### [Passage to read]

I am a bit surprised I didn't respond yet to this posting of yours but that
might be because most of it is true and I have nothing further to add,
except ofcourse confirming that it was indeed a miss-understanding somewhat.

But it was also wishfull thinking.

I was hoping that

[mem + 0x04] somehow ment that it was using "mem" as a base address and
that "0x04" would contain another pointer which would point to the random
memory location.

I am not much of an x86 programmer and each assembler probably has it's own
pointer syntax/whatever.

I am glad you cleared this up.

I also don't hold your example against you because at the time of writing I
did probably not yet explain what the program was doing.

Only after your posting did I explain further...

So I think it's good of me to clearify that further just to be clear that
you were not trying to sabotage this thread with a wrong example.

At the time you probably simply didn't understand what I was trying to do...
or maybe you did understand but provided a sequential example anyway.

Only you know the thruth what was in your head at the time and true
intention.... though a sequential example which more or less assumes that
data is inside the cache could still be interesting.

So there could still be some value in this... perhaps my code is already
doing something like this... but I guess not because it's not really giving
any higher performance but that might be because the data set is too large.

If the elements were reduced from 8000 to 800 then 3 pairs of blocks might
fit in the cache and then maybe your code example might still have some
value.

However not really since the single program is probably already maxing out
the system/cpu.

It's not the cache or memory which is holding back the program it's simply
the ammount of instructions.

SSE is not going to help since there is no SSE instruction which can
retrieve multiple random memory access locations. So to bad for that.

If you truely want to write a faster program in assembler, and especially a
significantly more faster program than you would either:

1. Have to reduce the number of instructions further which will probably be
hard to do (inside the inner loop).

or

2. Find a way to "fetch" multiple elements per cycle (per instruction).

My take on it is: 1 might be possible, but 2 probably not.

Also:

3. Writing 64 bit program is probably useless, since 64 bit instructions
execute twice as slow, at least on my processor, perhaps you should test
this on your phenom and see what happens

However under different circumstances perhaps you can do better, like
not-fitting-in-cache-circumstances. But this again would probably require
some kind of "anti-stalling" "anti-waiting" code

Which was what my original posting was more or less about... letting code
proceed as much as possible and jumping back when memory results are in...
something in that trend...

Perhaps you are now starting to see that my posting is about something new
or extra which might not be possible with current hardware, though you do
keep insisting that it is possible I believe you 50% a little bit... even if
it's possible it will be little, you still have to convince me for 100%
though... my lack of time as still prevented me from running your program.

### [Set tasks]
a) Shorten the paragraph of the forum post that begins "If the elements were reduced from 8000 to 800" while keeping its main facts.
b) Set down, word for word, the part of the forum post that opens with the words containing "[mem + 0x04]" and closes with "pointer syntax/whatever.".
The records aren't needed for this work.

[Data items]

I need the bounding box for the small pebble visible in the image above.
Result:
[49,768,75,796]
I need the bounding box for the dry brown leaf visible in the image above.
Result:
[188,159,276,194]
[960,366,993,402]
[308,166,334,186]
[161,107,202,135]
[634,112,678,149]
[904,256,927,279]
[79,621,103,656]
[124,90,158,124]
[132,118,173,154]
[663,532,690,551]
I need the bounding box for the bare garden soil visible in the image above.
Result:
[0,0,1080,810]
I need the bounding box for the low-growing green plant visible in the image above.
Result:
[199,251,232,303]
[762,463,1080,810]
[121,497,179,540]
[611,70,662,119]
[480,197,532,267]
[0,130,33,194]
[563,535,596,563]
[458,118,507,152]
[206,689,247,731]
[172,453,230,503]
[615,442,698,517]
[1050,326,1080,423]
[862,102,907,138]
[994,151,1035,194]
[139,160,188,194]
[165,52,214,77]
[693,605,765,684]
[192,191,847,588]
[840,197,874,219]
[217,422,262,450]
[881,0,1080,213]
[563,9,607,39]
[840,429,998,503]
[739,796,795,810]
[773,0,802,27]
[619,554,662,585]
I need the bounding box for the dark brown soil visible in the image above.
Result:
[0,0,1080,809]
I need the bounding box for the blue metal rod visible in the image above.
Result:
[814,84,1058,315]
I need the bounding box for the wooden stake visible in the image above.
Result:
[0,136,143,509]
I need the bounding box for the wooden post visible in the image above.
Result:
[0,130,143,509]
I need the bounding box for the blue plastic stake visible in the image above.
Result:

### [Expected outputs]
a) Cutting the elements from 8000 to 800 might let 3 pairs of blocks fit in the cache, which could give your code example some value.

b)
[mem + 0x04] somehow ment that it was using "mem" as a base address and
that "0x04" would contain another pointer which would point to the random
memory location.

I am not much of an x86 programmer and each assembler probably has it's own
pointer syntax/whatever.